## Short exercise
Take the records underneath and set them down exactly.

# # # # #

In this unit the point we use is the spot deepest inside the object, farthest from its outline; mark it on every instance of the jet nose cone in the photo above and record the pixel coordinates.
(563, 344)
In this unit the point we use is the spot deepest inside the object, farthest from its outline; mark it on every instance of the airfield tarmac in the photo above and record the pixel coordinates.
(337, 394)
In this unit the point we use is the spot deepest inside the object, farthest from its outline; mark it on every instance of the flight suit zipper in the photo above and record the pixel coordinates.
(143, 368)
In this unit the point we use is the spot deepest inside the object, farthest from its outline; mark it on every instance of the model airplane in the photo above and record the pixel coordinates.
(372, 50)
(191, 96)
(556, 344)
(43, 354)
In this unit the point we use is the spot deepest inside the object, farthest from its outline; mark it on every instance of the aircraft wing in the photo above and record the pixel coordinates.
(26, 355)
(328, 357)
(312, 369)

# # # # #

## Task answer
In this unit the point we use is the spot deepest inside the object, farthest from its outline; mark it on every instance of the jet nose cone in the photo above and record the pixel coordinates.
(563, 344)
In this unit the point we use is the spot deepest inside the object, farthest from its outline; mark it on every instance of the airfield tarmac in the photo above and record the pixel coordinates.
(337, 394)
In this unit the point we use is the spot deepest inside the object, farthest from its outline; mark it on every instance of the flight suit zipper in the photo above and record the pixel coordinates.
(143, 368)
In this unit the point we use is the spot deepest inside the object, farthest from its outline; mark it on every instance of the model airplane in the photo above and record the pixel coordinates.
(372, 50)
(191, 96)
(556, 344)
(43, 354)
In this unit the point we use is the spot deepest inside the object, farthest from its outline; mark it on every instance of the aircraft wing in the photo above and record the pixel coordinates.
(26, 355)
(328, 357)
(312, 369)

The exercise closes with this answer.